(What is needed) Write each line exactly as it stands, from the line containing "Pretty please, detect the neck" through the end of the data.

[Free-text object descriptions]
%%

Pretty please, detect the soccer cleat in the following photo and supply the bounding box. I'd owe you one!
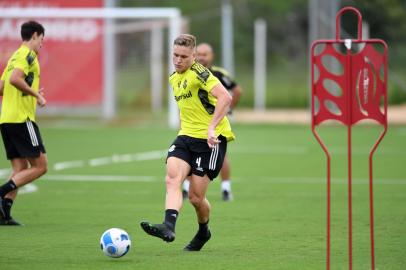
[0,216,22,226]
[140,221,175,242]
[183,230,211,251]
[222,190,233,201]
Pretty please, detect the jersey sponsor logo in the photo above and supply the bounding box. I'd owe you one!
[174,90,192,102]
[183,79,188,89]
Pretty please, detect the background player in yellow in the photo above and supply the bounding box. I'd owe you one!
[182,42,243,201]
[140,34,234,251]
[0,21,47,225]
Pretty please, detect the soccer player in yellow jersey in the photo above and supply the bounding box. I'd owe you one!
[0,21,47,225]
[182,43,243,201]
[141,34,235,251]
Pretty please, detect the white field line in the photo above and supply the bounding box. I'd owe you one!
[53,150,167,171]
[54,160,85,170]
[0,168,11,177]
[18,183,38,194]
[88,157,111,167]
[230,146,308,155]
[41,174,155,182]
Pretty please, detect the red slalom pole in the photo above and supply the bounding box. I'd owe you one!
[311,129,332,270]
[347,125,353,270]
[368,126,388,269]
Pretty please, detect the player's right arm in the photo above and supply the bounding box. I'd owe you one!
[9,68,46,107]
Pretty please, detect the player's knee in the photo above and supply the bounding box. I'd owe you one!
[40,164,48,175]
[37,165,47,176]
[165,174,181,190]
[188,193,204,206]
[36,160,48,176]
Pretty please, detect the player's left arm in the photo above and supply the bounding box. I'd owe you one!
[230,84,242,109]
[207,83,232,148]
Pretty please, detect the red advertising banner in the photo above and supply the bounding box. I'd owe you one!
[0,0,103,106]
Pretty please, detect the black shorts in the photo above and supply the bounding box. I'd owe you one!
[167,135,227,180]
[0,120,46,160]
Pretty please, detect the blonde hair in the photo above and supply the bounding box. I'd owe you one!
[174,34,196,49]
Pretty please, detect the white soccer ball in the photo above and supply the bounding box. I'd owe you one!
[100,228,131,258]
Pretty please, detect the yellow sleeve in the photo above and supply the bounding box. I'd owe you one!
[13,52,30,75]
[200,72,220,92]
[0,69,5,81]
[191,62,221,93]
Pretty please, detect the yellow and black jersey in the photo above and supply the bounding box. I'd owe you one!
[210,65,237,91]
[169,62,235,142]
[0,45,40,123]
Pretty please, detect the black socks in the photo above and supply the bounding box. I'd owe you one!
[164,209,178,232]
[163,209,209,238]
[0,179,17,198]
[197,220,209,238]
[0,180,17,220]
[164,209,179,232]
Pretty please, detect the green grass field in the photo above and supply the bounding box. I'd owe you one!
[0,123,405,269]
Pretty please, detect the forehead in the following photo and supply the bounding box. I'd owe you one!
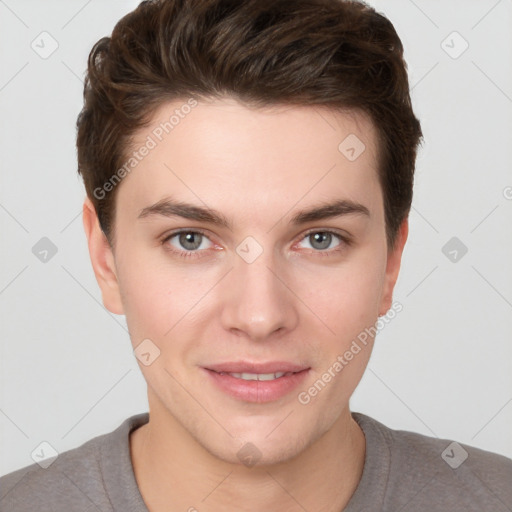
[117,97,382,221]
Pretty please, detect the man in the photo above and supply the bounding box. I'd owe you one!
[1,0,511,510]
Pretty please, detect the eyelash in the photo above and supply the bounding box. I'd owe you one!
[161,228,213,259]
[161,228,352,259]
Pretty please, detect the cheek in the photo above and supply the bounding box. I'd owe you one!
[293,248,387,337]
[115,249,221,346]
[113,246,175,341]
[296,261,384,416]
[333,264,385,331]
[114,224,387,350]
[308,248,387,402]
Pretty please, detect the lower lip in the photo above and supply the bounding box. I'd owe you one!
[202,368,310,403]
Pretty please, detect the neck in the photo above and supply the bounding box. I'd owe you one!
[130,402,365,512]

%%

(Exercise response)
Pretty please, detect the neck in the photo above and supply the bounding box. I'd owe you one!
[130,402,365,512]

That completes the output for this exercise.